> _SUPPLIED RECORDS_

++++++++

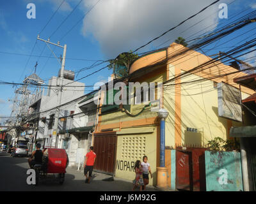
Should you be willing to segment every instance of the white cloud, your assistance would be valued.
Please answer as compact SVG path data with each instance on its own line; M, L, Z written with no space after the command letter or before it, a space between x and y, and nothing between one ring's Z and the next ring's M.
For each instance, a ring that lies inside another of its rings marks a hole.
M250 5L251 8L253 9L255 9L256 8L256 4L253 4Z
M2 28L4 31L7 29L6 22L4 19L3 12L1 10L0 10L0 28Z
M84 1L84 12L97 1ZM122 52L134 50L147 43L211 3L212 0L104 0L84 18L82 33L84 36L92 34L99 41L103 53L108 57L113 58ZM154 45L159 45L171 38L170 44L178 36L186 38L192 33L218 22L218 5L217 3L211 6L179 29L170 32L161 40L156 41ZM214 15L209 17L214 12ZM204 18L202 22L188 32L180 34ZM212 29L214 28L215 26L212 27ZM147 47L147 49L150 48L150 46Z
M0 98L0 104L4 104L5 103L6 103L6 102L5 102L4 100L1 99Z
M255 50L256 47L251 48L249 51L252 51ZM250 52L243 56L242 59L244 60L248 64L250 64L251 66L255 67L256 66L256 51L253 51Z

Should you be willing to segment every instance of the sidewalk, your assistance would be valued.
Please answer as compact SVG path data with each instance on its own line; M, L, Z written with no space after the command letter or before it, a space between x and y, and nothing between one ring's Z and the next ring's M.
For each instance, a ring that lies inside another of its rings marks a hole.
M77 169L72 167L67 168L67 173L73 175L74 180L85 181L83 168L77 171ZM90 184L85 184L90 189L96 191L132 191L132 181L121 178L114 177L111 175L100 173L95 171L92 173L93 179ZM135 191L139 191L137 188ZM156 188L152 186L147 186L147 191L161 191L161 190Z

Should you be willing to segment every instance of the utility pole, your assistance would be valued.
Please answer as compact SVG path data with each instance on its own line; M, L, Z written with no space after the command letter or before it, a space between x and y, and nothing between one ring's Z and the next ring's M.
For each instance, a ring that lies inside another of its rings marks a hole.
M56 137L57 137L57 132L58 132L58 125L59 122L59 117L60 117L60 106L61 103L61 95L62 95L62 87L63 85L63 75L64 75L64 68L65 68L65 62L66 59L66 51L67 51L67 45L65 44L64 46L60 45L60 42L58 41L57 44L53 43L50 41L50 39L48 40L45 40L39 38L39 35L37 36L37 40L41 40L47 43L60 47L63 48L63 57L61 61L61 68L60 71L60 76L58 77L57 80L57 86L58 87L57 90L57 107L56 110L56 113L54 115L54 124L53 126L52 135L52 138L50 140L50 146L56 147ZM51 48L50 48L51 49ZM59 107L58 107L59 106Z

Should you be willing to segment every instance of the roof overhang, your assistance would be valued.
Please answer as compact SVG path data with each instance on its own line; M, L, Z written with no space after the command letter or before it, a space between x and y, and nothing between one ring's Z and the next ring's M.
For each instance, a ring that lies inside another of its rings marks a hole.
M70 129L64 129L59 131L60 134L65 134L65 133L86 133L89 132L90 131L93 130L93 126L85 126L85 127L79 127L72 128Z
M256 126L231 127L229 136L236 138L256 137Z

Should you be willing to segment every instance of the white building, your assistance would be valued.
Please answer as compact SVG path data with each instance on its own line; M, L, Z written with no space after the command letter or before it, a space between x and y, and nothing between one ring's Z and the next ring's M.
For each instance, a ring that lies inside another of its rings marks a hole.
M82 166L85 155L92 145L92 132L97 122L97 93L84 96L76 104L72 125L60 131L59 136L63 138L66 151L68 155L69 166ZM68 119L67 119L68 121ZM58 147L60 147L60 140Z

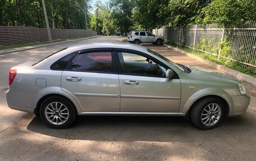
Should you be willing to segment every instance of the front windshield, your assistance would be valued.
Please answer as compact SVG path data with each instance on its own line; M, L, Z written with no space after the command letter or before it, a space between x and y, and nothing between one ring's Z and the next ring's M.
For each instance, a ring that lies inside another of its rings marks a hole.
M168 59L167 59L167 58L164 57L164 56L162 56L161 54L158 54L158 53L156 52L154 52L153 50L151 50L150 49L147 49L148 52L149 52L149 53L152 53L152 54L153 54L154 55L164 59L164 61L167 61L167 62L170 63L170 64L171 64L172 65L173 65L173 66L178 68L179 69L180 69L181 71L183 71L183 72L185 72L184 69L180 67L179 65L178 65L177 64L175 63L173 63L173 62L171 61L170 60L169 60Z

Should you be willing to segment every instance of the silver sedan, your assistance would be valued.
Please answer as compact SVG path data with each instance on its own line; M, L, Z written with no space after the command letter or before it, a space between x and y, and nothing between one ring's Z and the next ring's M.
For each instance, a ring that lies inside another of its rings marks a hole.
M9 107L57 128L77 115L156 115L185 117L208 130L245 113L250 103L237 80L128 44L65 48L12 67L9 85Z

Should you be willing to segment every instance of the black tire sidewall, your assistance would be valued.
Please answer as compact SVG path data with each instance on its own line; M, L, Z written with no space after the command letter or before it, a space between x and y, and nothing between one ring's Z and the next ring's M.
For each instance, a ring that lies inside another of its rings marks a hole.
M65 123L62 125L56 125L52 124L45 118L44 110L47 105L54 102L58 102L63 104L68 109L70 113L68 118ZM40 107L40 116L42 120L50 127L53 128L64 128L70 126L74 122L76 117L76 111L75 109L74 105L69 100L60 96L52 96L44 100L41 104Z
M211 103L216 103L220 106L221 110L221 114L219 120L216 123L211 126L207 126L204 125L202 121L201 115L204 108L207 105ZM193 105L191 111L191 119L192 122L200 129L210 130L218 126L222 122L225 115L225 111L224 104L222 102L217 98L209 98L204 100L200 100L194 105Z

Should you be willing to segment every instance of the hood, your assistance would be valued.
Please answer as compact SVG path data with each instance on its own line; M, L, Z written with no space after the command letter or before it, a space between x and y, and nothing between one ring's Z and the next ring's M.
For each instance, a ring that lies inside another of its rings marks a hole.
M239 82L239 81L235 78L232 77L225 74L213 71L211 70L191 66L189 66L188 67L191 70L191 73L198 74L205 79L209 79L211 81L226 80L227 81L231 81L235 83L237 83Z

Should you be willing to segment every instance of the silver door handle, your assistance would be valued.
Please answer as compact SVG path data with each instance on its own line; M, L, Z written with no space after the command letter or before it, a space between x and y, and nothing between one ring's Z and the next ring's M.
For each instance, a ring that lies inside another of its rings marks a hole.
M66 80L67 81L81 81L82 79L80 77L67 77L66 78Z
M137 81L125 80L125 84L129 85L138 85L139 82Z

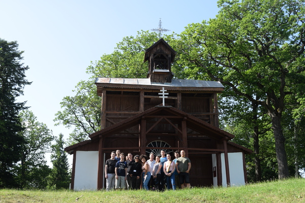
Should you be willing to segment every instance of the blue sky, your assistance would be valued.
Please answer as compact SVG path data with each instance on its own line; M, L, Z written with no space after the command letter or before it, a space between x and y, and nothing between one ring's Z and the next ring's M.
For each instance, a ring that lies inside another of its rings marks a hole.
M72 129L54 126L54 115L64 97L88 78L90 61L112 53L124 37L158 28L160 18L170 30L166 33L179 33L219 10L211 0L0 0L0 38L18 42L33 82L18 100L27 101L38 121L65 140Z

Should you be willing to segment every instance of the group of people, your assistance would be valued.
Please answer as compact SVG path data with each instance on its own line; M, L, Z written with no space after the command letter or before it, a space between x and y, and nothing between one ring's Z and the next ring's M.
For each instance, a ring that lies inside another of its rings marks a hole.
M170 154L162 150L156 160L152 153L149 158L142 154L133 159L131 153L125 157L119 150L113 151L105 164L106 190L139 189L141 186L147 190L159 191L163 191L165 186L174 190L176 188L190 188L191 161L186 157L184 150L181 150L180 155L180 157L179 152L175 151L175 159L172 160Z

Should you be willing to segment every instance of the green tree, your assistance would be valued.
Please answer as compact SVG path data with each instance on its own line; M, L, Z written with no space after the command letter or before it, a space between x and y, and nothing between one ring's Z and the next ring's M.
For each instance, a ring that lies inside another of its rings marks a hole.
M52 146L51 155L53 168L48 179L48 187L53 189L68 189L71 177L68 172L67 154L64 150L64 135L59 134L56 144Z
M145 50L158 40L156 32L138 32L135 37L123 38L112 53L92 62L86 71L90 78L77 84L75 96L63 98L60 105L64 109L55 115L57 124L74 127L68 145L87 140L89 134L100 129L101 98L97 94L96 78L146 78L148 65L143 62Z
M23 128L19 134L26 142L21 146L21 158L15 168L19 186L22 188L45 188L45 179L50 168L46 165L45 155L51 151L51 142L54 140L52 131L46 124L37 121L30 111L21 111L19 116Z
M25 102L16 98L23 95L28 66L21 62L23 51L18 50L17 42L0 39L0 188L17 186L12 167L21 158L24 139L18 133L22 127L18 112L25 108Z
M189 25L177 45L187 71L220 81L265 109L280 179L289 176L282 128L285 99L295 88L288 81L304 72L304 4L222 0L217 18Z

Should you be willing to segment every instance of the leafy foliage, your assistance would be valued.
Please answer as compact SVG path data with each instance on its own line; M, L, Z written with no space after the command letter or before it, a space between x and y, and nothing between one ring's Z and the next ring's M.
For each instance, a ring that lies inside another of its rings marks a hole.
M16 187L12 167L21 158L23 138L18 112L25 109L25 103L16 101L22 95L28 69L21 62L23 51L18 50L16 42L0 39L0 188Z
M51 156L53 168L48 178L48 187L52 189L69 189L70 175L67 154L64 150L64 135L59 134L56 144L52 146Z
M92 62L87 73L92 76L77 84L75 96L64 98L60 103L64 110L56 113L54 120L67 127L74 126L69 145L87 140L89 134L100 129L101 98L97 95L95 78L145 78L148 66L143 62L145 50L158 40L155 32L138 32L135 37L123 38L112 53L104 54L99 61Z
M289 176L282 114L289 90L296 86L289 81L304 72L304 4L220 1L216 18L189 25L176 43L181 52L178 62L188 73L220 81L234 100L242 96L264 109L280 178Z
M20 162L15 167L18 182L22 188L45 188L45 179L50 169L45 155L50 151L54 140L52 131L37 121L33 112L26 110L19 114L23 130L20 132L26 143L22 145Z

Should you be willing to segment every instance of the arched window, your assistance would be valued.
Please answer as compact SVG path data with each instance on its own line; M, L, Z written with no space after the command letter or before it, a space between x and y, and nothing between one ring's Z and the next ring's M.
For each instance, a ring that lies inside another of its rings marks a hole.
M156 140L155 141L152 141L150 143L148 144L146 147L158 147L162 148L168 148L169 147L171 147L171 146L165 142L162 141L161 140ZM173 150L171 149L164 149L165 150L166 154L173 153ZM157 155L161 156L161 150L162 149L146 149L146 153L147 155L149 155L149 154L150 154L150 153L152 152L154 154L155 154L155 156Z

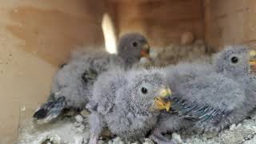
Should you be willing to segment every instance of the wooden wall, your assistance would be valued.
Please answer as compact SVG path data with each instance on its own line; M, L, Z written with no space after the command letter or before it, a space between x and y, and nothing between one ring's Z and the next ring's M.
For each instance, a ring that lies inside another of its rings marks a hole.
M102 1L0 1L0 143L14 143L20 109L32 113L71 50L103 45Z
M204 0L206 40L214 46L256 44L256 1Z

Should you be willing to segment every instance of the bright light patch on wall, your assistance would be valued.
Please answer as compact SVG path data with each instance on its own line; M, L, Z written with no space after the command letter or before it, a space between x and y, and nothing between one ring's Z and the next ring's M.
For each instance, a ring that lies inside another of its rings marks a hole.
M116 37L114 27L109 14L104 14L102 27L105 39L105 46L107 52L110 54L117 53Z

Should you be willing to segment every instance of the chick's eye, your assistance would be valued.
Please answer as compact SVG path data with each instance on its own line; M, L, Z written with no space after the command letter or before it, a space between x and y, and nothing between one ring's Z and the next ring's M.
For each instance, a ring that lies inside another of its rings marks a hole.
M233 63L237 63L238 62L238 57L232 57L231 58L231 62Z
M133 42L133 46L138 46L138 42Z
M144 94L146 94L147 93L147 89L145 88L145 87L142 87L142 93Z

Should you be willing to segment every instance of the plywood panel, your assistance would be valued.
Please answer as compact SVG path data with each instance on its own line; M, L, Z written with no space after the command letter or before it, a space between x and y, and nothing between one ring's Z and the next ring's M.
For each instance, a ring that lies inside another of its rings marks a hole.
M198 38L204 38L201 0L116 3L119 34L139 31L156 46L179 42L185 31L194 32Z
M256 41L256 2L205 0L206 39L215 47Z
M14 143L20 108L35 110L70 51L103 45L105 4L90 0L0 1L0 143Z

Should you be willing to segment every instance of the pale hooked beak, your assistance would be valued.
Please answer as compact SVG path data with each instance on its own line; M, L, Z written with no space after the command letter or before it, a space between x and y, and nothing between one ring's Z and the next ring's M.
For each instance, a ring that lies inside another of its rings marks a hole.
M142 46L141 57L148 58L150 56L150 46L149 44L147 43L143 44Z
M169 111L171 102L167 99L171 95L171 90L169 88L161 89L159 94L154 98L154 108L156 110L166 110Z
M249 70L250 73L256 74L256 50L251 50L249 51Z

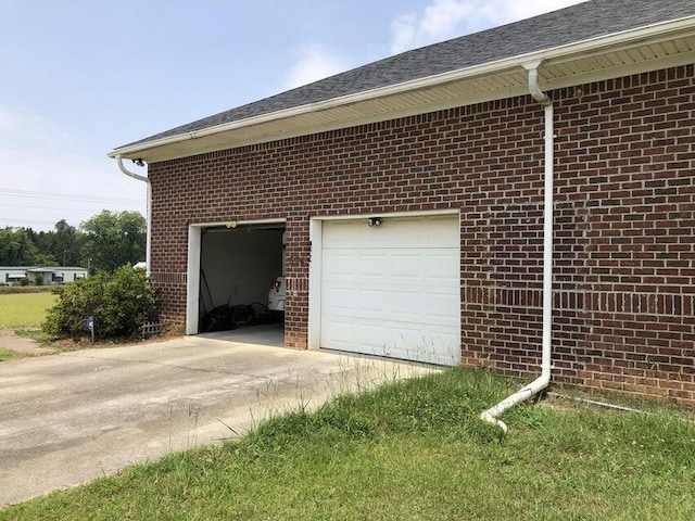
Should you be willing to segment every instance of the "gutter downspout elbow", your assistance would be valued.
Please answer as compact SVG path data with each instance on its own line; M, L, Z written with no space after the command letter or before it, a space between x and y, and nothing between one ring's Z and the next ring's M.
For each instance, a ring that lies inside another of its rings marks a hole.
M134 179L137 179L138 181L142 181L144 183L147 183L148 186L148 208L147 208L147 246L146 246L146 253L144 253L144 264L146 264L146 270L148 274L148 277L150 276L150 258L152 256L152 185L150 183L150 178L147 176L141 176L139 174L136 174L135 171L130 171L128 170L124 165L123 165L123 158L117 155L116 156L116 161L118 162L118 168L121 169L121 171L123 171L126 176L131 177Z
M497 425L503 433L507 433L507 425L497 416L515 405L526 402L551 383L552 369L552 329L553 329L553 165L554 165L554 113L553 101L541 90L538 84L538 67L541 62L525 64L529 74L529 91L534 100L544 106L545 116L545 174L544 174L544 207L543 207L543 339L541 376L520 391L511 394L494 407L485 410L480 418L488 423Z

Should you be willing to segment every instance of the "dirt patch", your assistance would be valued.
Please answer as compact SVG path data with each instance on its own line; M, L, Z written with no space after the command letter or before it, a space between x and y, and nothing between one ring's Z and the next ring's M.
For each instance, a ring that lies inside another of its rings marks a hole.
M0 329L0 347L30 356L55 353L54 350L43 347L36 340L17 336L13 329Z

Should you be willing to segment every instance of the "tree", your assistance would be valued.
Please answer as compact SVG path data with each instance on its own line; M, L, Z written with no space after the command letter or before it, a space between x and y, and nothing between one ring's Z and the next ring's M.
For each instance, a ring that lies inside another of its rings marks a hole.
M40 255L41 266L78 266L83 263L83 234L65 219L55 223L55 231L27 230Z
M114 271L126 264L135 265L144 259L147 223L138 212L110 212L86 220L83 258L91 259L97 270Z

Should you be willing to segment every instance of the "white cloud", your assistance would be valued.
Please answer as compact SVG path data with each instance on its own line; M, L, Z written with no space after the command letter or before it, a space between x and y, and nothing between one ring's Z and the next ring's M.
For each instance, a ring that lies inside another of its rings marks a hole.
M0 227L50 230L101 209L146 211L146 188L50 119L0 105Z
M391 52L399 53L495 27L585 0L433 0L421 13L391 24Z
M293 54L295 62L285 81L286 89L311 84L349 68L343 59L318 43L305 43L299 47Z

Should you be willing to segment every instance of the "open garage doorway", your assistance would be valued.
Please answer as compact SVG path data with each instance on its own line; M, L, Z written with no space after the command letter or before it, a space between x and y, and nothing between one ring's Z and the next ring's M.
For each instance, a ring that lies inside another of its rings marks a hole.
M198 279L189 283L195 295L189 293L189 333L283 345L285 310L274 282L285 275L285 223L201 226L191 233L199 255L195 263L189 251L189 277Z

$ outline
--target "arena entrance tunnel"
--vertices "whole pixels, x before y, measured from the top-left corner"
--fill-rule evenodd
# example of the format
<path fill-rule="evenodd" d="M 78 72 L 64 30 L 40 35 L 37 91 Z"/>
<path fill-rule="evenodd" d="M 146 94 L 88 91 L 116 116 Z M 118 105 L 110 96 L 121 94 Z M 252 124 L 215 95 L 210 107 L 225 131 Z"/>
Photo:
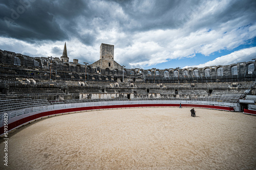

++++++++

> _WORK INSTRUCTIONS_
Render everything from the start of the lines above down to the line containing "M77 169L72 167L67", both ends included, as a Markdown table with the columns No. and Line. Number each row, skip blank lines, and leave the pictures out.

> _TASK RESULT_
| No. | Line |
|---|---|
| 1 | Should you be willing to segment every instance of the white cloud, your assistance would be valued. |
| 2 | Please answer as compact SVG path data with each instance on its own line; M, L, Z written with no space after the command letter or before it, a space between x and y, and nothing between one ring's Z and the next ring's M. |
| 3 | For each instance, a ring that lies inside another of its rings marks a hole. |
| 4 | M250 5L251 8L253 9L255 9L256 8L256 4L253 4Z |
| 5 | M2 28L4 31L7 29L6 22L4 19L3 12L1 10L0 10L0 28Z |
| 6 | M84 1L84 12L97 1ZM122 52L134 50L147 43L211 3L212 0L104 0L84 18L82 33L84 36L92 34L99 41L103 53L108 57L113 58ZM154 45L159 45L171 38L170 44L178 36L186 38L192 33L218 22L218 5L217 3L211 6L179 29L170 32L161 40L156 41ZM214 15L209 17L214 12ZM204 18L202 22L188 32L180 34ZM212 29L214 28L215 26L212 27ZM147 47L147 49L150 48L150 46Z |
| 7 | M0 98L0 104L4 104L5 103L6 103L6 102L5 102L4 100L1 99Z |
| 8 | M255 50L256 47L251 48L249 51L252 51ZM250 52L243 56L242 59L244 60L248 64L250 64L251 66L255 67L256 66L256 51L253 51Z |
| 9 | Should you be willing to segment every instance of the sidewalk, your assistance would be valued. |
| 10 | Please answer as compact SVG path data with each instance on its own line; M, L, Z written with no space after the command letter or before it, a space between x and y, and nothing between one ring's Z and the next ring's M. |
| 11 | For each instance, a ring that lies inside another of its rings marks a hole. |
| 12 | M77 169L72 167L67 168L67 173L73 175L74 180L85 181L83 168L77 171ZM90 184L85 184L90 189L96 191L132 191L132 181L121 178L114 177L111 175L100 173L95 171L92 173L93 179ZM135 191L139 191L137 188ZM156 188L152 186L147 186L147 191L161 191L161 190Z |